*** RECORDS TO PROCESS
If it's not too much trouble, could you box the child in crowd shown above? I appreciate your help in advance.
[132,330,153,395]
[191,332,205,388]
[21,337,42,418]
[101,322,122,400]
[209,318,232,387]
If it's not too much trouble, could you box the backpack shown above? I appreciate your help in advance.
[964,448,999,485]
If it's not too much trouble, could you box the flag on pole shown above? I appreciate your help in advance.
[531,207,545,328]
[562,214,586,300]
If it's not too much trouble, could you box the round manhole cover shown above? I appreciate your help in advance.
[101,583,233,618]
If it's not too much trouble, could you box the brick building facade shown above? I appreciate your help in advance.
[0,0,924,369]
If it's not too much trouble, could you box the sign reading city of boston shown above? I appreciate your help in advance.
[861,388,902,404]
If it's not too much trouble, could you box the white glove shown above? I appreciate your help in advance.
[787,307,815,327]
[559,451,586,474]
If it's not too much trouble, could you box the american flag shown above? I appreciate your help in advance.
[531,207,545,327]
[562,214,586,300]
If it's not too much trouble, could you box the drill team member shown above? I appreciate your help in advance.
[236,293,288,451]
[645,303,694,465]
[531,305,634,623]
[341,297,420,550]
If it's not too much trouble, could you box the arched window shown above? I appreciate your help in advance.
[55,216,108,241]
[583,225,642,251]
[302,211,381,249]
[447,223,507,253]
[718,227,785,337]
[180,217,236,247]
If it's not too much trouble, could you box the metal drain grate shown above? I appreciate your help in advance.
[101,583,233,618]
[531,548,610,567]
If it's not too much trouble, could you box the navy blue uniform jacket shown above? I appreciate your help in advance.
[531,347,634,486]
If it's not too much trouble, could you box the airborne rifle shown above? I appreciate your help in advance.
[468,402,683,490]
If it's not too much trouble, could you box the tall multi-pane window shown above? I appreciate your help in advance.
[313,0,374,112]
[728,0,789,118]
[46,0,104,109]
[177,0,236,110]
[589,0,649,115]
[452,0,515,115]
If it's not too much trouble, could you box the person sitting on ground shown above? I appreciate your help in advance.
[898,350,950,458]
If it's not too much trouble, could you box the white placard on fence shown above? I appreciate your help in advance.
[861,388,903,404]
******
SET EXERCISE: Copy out every item above word for word.

EXERCISE RESPONSE:
If it's not too much trouble, could you box the child in crowd shown above? I appreciate your help in advance.
[132,330,153,395]
[191,332,205,388]
[21,337,42,418]
[101,322,122,400]
[209,318,232,387]
If it's not too much trouble, could you box the backpack shown above? I appreciate your help in advance.
[964,448,999,485]
If it's not too much trouble, could you box the flag on pole shown above? I appreciate your help in advance.
[531,207,545,328]
[562,214,586,300]
If it's not too much trouble, could you box the round manhole cover shown above? I appreciate your help in advance.
[101,583,233,618]
If it's not too much trouble, could you box the brick building facade shown above? I appreciate your help in advance.
[0,0,924,369]
If it's not too much trouble, could you box the sign reading city of boston shown above? I appreciate your help in advance.
[861,388,902,404]
If it's not too much trouble, could you box the white glove shown above? I appreciate your help in advance.
[787,307,815,327]
[559,451,586,474]
If it's not too much trouble, could you box the american flag shown above? I appreciate your help in advance.
[531,207,545,327]
[562,214,586,300]
If it's not too much trouble, could you box the drill team member shown above? I appreciate your help in advance.
[236,293,288,451]
[645,303,694,465]
[531,305,634,623]
[341,297,420,550]
If it's not too much trouble, could you box the arched window shown above? I appreciate your help in advance.
[55,216,108,241]
[583,225,642,251]
[302,211,381,249]
[447,223,507,253]
[718,227,785,337]
[180,217,236,247]
If it's not too much trouble, could you box the metal drain grate shown above? I appreciate your help in advance.
[101,583,233,618]
[531,548,610,567]
If it's not too much trouble, could you box the navy blue uniform jacket shown above? I appreciate your help in advance.
[531,347,634,486]
If it's not too much trouble, could you box the airborne rifle shown above? I appreciate your help in advance.
[468,402,683,490]
If it's not too much trouble, could you box the tall multi-pane window shown above? I appreciate your help in advance.
[313,0,374,112]
[728,0,789,118]
[46,0,104,109]
[177,0,236,110]
[589,0,649,115]
[452,0,515,115]
If it's not too much trouble, could you box the person sitting on ground shown above? I appreciate your help in advance.
[898,350,950,458]
If it's not too much trouble, could you box the white placard on fence shown above? I appreciate your help in advance.
[861,388,903,404]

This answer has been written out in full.